Stated task:
Reproduce the listing below line for line without any changes, and leave the pictures out of the output.

[Records drawn from a data source]
================================
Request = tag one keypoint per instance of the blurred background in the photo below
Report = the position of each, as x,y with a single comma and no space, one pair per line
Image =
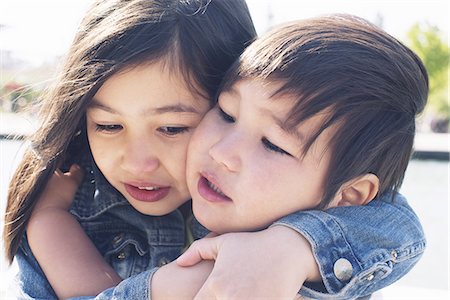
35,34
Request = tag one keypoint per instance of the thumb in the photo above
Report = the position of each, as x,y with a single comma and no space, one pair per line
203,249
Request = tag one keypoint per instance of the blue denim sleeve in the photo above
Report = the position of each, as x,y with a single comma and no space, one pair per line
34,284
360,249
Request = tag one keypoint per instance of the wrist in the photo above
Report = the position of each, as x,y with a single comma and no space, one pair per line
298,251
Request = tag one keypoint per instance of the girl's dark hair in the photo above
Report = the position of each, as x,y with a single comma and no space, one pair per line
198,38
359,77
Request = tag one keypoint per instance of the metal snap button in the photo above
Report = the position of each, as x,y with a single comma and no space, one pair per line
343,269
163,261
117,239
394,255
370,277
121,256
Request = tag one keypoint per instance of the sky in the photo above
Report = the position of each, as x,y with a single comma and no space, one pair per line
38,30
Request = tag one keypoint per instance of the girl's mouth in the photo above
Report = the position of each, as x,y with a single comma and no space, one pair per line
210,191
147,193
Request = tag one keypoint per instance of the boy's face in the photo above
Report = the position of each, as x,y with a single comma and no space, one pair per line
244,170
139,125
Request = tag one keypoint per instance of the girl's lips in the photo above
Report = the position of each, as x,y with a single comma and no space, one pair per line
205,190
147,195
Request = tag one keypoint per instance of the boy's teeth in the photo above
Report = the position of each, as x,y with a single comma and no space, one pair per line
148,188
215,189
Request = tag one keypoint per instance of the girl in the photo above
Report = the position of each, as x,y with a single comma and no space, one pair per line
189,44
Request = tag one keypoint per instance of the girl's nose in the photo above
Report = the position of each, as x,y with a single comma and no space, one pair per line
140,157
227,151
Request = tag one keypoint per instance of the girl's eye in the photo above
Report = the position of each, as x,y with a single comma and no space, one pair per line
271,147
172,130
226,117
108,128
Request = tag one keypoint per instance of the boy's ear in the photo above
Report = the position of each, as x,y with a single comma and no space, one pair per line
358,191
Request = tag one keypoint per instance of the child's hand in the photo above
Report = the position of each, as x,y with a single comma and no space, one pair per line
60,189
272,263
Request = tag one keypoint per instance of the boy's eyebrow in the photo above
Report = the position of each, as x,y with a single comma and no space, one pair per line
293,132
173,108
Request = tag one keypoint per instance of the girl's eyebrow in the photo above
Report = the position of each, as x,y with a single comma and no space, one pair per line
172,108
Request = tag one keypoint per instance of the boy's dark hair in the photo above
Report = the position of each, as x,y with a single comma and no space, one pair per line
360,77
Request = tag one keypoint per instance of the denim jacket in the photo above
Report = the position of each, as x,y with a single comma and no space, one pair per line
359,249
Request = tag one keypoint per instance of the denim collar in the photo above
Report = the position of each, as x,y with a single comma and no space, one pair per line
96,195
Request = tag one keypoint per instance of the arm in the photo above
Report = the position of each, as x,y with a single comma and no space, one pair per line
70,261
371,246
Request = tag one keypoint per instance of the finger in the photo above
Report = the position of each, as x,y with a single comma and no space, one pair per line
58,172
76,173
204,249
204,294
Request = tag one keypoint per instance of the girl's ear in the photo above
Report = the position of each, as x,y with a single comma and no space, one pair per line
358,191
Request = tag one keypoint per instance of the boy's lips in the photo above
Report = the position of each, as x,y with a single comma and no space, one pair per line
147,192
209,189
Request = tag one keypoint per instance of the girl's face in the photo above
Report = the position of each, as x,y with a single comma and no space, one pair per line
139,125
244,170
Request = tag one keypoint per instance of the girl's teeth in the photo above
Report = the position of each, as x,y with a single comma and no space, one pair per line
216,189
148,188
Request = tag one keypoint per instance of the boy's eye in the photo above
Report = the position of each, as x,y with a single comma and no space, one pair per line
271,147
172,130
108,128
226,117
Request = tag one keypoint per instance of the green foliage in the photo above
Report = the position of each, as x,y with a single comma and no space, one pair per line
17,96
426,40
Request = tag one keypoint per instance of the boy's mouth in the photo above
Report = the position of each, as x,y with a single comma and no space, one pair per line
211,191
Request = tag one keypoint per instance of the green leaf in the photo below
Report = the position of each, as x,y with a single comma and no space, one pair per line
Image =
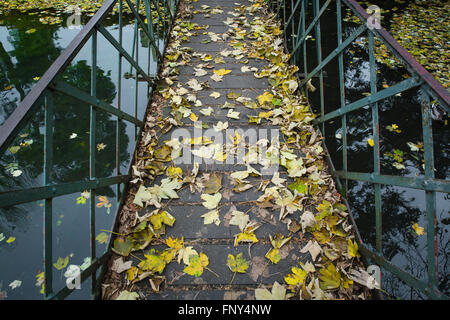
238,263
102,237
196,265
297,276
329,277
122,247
================================
The reply:
Request = tag one keypoint per instance of the blurred background in the photo below
Report = the position of each, as x,y with a single comma and no space, one pair per line
Image =
35,34
Request = tag one keypoint per instance of the thumb in the photo above
Report = the position of each, as x,y with a single comma and no space, one pair per line
203,249
Request = tag one keypoint per instance of the blue denim sleeve in the photo above
Report = the position of each, as x,y with a single comma and no space, one pair per line
34,284
360,249
Request = tag one keypoint per instance of the wrist in the photo above
Report = the position of each, as x,y with a single comma and no space, one pair per line
298,251
Request = tag one keypoint per instance of the girl's dark hair in the photo above
Report = the position of each, as x,y with a single comma and no space, one pair per line
198,38
359,77
Request = tag one keypoint per instance of the metal snap button in the photo above
Report = the position of each, as x,y with a single comma and no space, one pair per line
343,269
163,261
117,239
394,255
370,277
121,256
Request = tag one keypoint per instance of the sky in the photo above
Report = the position of each, as x,y with a single comma and no space, one pair per line
38,30
Request = tag one keypoint per instance of the girl's mouth in the photo above
Report = the position of each, as x,y with a single comma and no space, one pair per line
210,191
147,193
Request = tag one keypoint per instance of the boy's face in the photo above
Report = the position of each, as x,y with a single comma and no space, one pair per line
244,170
139,125
Request = tag one keypoint per instance of the girl's lips in the photo above
Report = the position of each, as x,y with a single comma and no space, one pair per line
205,190
147,195
Request = tag one keypoint per instance of the boy's teeth in the photo above
Report = the position of each, as x,y with a single comma and no space, one pair per line
148,188
215,189
Request = tag one keypoint per instance of the girl in the photo above
Report = the position of each, as x,y with a single comma and no space, one pair per line
189,44
Request = tag one keypoint per instance of the girl's nose in the photo above
Report = the position of each, as x,y with a single comma and no space, one pair per line
140,157
227,151
Request = tag one keypoint per instance of the girl's eye in the photo above
Report = the position of each, as x,y with a single comma and no space, one pair per line
271,147
172,130
226,117
108,128
Request = tag one keypoint per instance of the boy's ear in the photo above
Report = the position of each, as x,y with a single comma and no space, one pair per line
358,191
Request = tag one keypoint per instance of the child's hand in the photo above
Report = the position of each, as x,y with a single comma and no space, one pair per line
60,189
272,263
Request = tag one keypoint per instance of the boy's eyebrow in the photo above
Report = the position of each, as x,y with a single comma and no space, one pair per line
293,132
173,108
Request = tag one keypoint per instance of the girl's eyebrow in the photo above
Report = the position of each, as x,y with a single comma and no space, one pair per line
172,108
Request = tag one keypoint per instance of the boy's dark hair in the photo above
Report = the position of each, as x,y with a single comma and no space, one pair per line
360,77
Request = tag one keypoint per instance of the denim jacket in the photo above
Report = the position of each, as x,y with a single comma and no space, one pair per line
359,249
Request = tag one keypoint per instance of the denim collar in the photo above
Report = the position of each, as x,y with a single comma and no space, one pair per line
96,195
Request = tag one keypoint per instance of the arm in the photo above
Report = the position of each, as x,y with a single comma and no space, one pair per line
70,261
371,246
Request = tag one keypoint per instance of the finger in the photo above
Report = the position of each, as x,y with a single comma and no space, one pair per line
58,172
76,173
204,249
204,294
Request = tag one keypoint per instance of the girl's ear in the photo above
Report = the position of each, as x,y with a single comma and no space, one pair per line
358,191
Request = tag one keypoint per instance of the boy's lips in the photo above
Report = the position of each, as x,y with a single comma and no space, one pair per line
147,192
209,189
Request = tag one keypoint per instance of the girl's face in the photo above
Report = the position of each, as x,y with a single comma and no space, one pair per line
139,125
244,170
Request = tag one keypoint per instance of the girl's teeth in the photo above
Report = the position of each, as x,y with a single comma and no space, one pair per line
216,189
148,188
Request = tag one keypoint per instance of the boy's eye in the photo above
Report = the position of each, as x,y with a single comma and no space, one pair per line
271,147
172,130
108,128
226,117
Request = tag one keypoint per instance of the green foliage in the photo above
Report = the position of each, as x,y with a single comma and no space, one pair per line
17,96
426,40
Request = tag one keypoint per instance of the boy's mouth in the photo above
Report = the position of each, as x,y with a single comma and no space, one pair per line
211,191
Request = tag one keypoint per instance of the green leaf in the photo below
Report = the position of each, as x,y with a single comma and no space, one pair per line
Image =
238,263
102,237
196,265
297,276
329,277
122,247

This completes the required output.